[Coordinate annotation items]
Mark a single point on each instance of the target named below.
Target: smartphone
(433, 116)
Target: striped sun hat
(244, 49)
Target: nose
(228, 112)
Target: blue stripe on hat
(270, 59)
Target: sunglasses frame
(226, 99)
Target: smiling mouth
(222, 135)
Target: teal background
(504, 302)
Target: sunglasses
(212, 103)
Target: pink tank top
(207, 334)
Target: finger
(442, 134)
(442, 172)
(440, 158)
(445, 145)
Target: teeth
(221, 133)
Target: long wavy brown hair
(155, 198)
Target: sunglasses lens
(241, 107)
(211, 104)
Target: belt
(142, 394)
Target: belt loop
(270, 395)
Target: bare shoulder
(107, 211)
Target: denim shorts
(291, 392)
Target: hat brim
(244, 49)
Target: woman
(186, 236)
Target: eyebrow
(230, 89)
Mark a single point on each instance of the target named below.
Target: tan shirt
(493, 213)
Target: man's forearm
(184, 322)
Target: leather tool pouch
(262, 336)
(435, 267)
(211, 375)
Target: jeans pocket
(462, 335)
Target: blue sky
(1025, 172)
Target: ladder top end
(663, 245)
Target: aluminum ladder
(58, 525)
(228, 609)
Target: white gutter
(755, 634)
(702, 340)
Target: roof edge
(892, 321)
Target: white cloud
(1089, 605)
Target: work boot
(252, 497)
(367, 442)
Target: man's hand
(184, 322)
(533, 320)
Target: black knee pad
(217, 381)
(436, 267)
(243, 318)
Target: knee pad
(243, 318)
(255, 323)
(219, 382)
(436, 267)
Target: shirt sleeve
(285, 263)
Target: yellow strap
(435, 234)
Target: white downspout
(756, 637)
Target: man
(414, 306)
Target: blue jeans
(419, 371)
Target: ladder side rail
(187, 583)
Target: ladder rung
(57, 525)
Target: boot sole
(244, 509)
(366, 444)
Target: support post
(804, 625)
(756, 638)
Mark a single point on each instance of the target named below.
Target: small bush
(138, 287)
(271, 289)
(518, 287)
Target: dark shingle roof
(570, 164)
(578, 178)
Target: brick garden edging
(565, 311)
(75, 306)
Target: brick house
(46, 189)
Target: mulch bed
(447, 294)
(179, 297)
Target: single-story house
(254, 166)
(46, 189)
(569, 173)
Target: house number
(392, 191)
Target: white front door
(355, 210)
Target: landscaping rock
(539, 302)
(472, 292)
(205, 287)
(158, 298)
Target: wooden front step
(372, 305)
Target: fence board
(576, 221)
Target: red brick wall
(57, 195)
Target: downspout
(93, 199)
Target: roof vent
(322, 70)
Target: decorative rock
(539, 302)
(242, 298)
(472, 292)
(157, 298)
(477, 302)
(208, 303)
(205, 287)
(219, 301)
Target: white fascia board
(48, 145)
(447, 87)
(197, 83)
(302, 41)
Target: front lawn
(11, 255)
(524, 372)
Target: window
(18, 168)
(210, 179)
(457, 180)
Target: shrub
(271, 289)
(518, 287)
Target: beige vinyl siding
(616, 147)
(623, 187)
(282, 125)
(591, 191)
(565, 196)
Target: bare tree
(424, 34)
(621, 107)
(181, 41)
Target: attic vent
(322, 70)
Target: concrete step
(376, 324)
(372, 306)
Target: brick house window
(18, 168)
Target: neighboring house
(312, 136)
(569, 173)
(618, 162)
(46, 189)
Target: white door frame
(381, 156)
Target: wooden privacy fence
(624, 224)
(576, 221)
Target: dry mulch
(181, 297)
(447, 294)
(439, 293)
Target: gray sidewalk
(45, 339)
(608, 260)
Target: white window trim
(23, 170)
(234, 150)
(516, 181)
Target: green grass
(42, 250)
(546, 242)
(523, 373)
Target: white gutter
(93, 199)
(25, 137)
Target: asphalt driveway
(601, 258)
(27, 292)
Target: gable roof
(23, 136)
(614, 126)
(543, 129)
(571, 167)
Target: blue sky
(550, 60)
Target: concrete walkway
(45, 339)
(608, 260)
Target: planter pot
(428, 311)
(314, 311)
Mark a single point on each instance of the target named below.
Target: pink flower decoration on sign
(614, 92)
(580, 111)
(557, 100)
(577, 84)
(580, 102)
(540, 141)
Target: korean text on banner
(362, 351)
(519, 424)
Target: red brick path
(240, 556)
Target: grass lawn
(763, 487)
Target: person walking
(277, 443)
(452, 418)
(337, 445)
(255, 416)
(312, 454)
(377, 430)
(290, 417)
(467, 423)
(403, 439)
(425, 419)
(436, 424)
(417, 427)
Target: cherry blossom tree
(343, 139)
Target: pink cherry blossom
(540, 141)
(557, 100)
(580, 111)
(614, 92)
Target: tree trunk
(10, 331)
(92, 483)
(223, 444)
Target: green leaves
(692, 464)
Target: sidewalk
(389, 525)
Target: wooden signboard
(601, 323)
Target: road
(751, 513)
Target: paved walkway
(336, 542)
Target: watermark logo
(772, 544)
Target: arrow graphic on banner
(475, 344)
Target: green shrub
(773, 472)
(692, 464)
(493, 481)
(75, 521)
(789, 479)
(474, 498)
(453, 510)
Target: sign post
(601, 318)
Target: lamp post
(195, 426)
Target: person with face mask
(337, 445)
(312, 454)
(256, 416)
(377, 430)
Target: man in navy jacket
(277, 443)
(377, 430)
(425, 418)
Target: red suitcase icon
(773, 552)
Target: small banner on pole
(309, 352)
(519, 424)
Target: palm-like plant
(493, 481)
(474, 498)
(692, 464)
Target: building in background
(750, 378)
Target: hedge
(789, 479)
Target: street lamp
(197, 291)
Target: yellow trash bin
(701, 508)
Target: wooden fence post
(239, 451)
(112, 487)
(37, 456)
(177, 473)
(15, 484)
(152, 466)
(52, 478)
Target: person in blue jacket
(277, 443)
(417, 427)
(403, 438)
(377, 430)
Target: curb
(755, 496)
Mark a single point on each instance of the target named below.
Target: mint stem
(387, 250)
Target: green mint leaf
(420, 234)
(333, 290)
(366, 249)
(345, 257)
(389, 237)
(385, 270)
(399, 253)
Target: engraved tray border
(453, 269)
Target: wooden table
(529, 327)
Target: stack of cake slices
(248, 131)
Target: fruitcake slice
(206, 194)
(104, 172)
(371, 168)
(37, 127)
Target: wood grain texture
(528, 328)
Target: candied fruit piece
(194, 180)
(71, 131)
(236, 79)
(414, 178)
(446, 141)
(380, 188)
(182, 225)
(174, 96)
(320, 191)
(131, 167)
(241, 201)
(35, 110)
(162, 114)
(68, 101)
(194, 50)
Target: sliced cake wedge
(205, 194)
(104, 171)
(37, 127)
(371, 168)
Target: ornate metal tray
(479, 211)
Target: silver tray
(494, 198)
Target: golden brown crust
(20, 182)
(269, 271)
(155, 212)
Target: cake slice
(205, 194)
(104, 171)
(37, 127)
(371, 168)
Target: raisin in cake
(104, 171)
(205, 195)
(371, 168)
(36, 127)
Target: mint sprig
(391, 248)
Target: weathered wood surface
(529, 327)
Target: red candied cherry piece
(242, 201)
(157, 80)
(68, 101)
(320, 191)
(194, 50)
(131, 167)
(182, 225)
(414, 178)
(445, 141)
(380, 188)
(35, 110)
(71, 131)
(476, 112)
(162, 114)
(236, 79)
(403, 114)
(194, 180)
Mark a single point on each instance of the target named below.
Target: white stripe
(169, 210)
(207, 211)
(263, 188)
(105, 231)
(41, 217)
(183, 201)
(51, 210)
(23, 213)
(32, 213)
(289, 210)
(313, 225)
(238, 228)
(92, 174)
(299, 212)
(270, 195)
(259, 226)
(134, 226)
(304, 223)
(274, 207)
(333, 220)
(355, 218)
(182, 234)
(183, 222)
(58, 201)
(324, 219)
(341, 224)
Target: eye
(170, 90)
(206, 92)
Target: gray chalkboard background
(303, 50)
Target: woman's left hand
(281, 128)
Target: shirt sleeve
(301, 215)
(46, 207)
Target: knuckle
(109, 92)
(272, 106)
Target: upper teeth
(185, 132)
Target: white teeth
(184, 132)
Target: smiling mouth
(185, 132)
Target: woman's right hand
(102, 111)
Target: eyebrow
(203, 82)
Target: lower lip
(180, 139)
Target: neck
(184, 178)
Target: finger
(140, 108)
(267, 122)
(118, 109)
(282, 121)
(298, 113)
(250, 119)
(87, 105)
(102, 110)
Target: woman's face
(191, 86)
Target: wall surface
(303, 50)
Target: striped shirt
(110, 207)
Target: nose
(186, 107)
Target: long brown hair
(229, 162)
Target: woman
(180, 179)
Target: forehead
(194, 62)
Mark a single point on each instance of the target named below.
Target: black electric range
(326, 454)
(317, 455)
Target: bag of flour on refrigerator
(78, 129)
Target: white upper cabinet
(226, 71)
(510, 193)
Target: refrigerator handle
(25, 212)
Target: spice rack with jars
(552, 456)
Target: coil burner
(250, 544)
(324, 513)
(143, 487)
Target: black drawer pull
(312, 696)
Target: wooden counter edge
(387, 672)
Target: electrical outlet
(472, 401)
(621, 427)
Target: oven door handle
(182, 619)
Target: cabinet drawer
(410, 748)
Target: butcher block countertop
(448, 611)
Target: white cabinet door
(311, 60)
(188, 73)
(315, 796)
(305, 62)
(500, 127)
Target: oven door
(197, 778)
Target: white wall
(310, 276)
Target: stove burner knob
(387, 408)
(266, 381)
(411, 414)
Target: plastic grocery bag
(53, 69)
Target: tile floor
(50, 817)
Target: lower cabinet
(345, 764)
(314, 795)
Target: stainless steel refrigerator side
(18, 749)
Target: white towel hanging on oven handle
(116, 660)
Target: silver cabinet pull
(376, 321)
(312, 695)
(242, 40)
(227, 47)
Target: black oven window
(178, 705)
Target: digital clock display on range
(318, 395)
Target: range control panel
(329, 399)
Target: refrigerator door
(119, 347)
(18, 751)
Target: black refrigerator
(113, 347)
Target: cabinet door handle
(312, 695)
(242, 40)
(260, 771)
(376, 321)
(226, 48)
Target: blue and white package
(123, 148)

**EXERCISE BRIEF**
Begin at the line that has "Target: neck" and stop after the final line of the items. Write out each of those lines again, requests included, but scale every coordinate in the answers by 0.75, rounding to whole numbers with halves going up.

**RESPONSE BELOW**
Target: neck
(138, 134)
Target: finger
(105, 81)
(200, 92)
(89, 82)
(212, 91)
(224, 85)
(188, 89)
(65, 79)
(77, 83)
Target: woman's face
(143, 65)
Target: wall surface
(227, 38)
Target: striped shirt
(83, 155)
Target: nose
(140, 80)
Target: long brown hair
(172, 122)
Target: woman
(135, 134)
Target: forehead
(146, 47)
Mark a single point on each instance of the target named below.
Target: black electric range
(245, 341)
(238, 341)
Target: bag of flour on refrigerator
(59, 97)
Target: white upper cabinet
(170, 53)
(383, 145)
Target: refrigerator handle
(19, 159)
Target: spice rack with jars
(414, 342)
Target: coil burner
(188, 408)
(243, 385)
(107, 365)
Target: black drawer pull
(234, 522)
Target: wooden counter edge
(290, 504)
Target: electrical outlet
(354, 301)
(466, 320)
Target: oven door handle
(137, 464)
Target: cabinet drawer
(308, 561)
Target: butcher block countertop
(336, 458)
Target: white cabinet door
(233, 45)
(141, 55)
(236, 597)
(229, 47)
(375, 95)
Target: oven door
(148, 584)
Target: white wall
(233, 207)
Target: stove burner knob
(290, 306)
(200, 286)
(308, 311)
Target: plastic grocery bag
(40, 52)
Target: tile floor
(38, 613)
Target: lower cabinet
(259, 573)
(236, 596)
Target: stainless steel refrigerator side
(14, 562)
Target: white towel hanging on oven handle
(87, 495)
Target: silver cabinet pull
(282, 241)
(234, 521)
(182, 30)
(170, 35)
Target: black oven window
(134, 529)
Target: digital clock display on range
(239, 296)
Target: range control panel
(247, 299)
Target: refrigerator door
(89, 260)
(14, 563)
Target: black refrigerator
(85, 260)
Target: cabinet door handle
(234, 521)
(182, 30)
(195, 578)
(282, 241)
(170, 36)
Target: blue and white package
(92, 111)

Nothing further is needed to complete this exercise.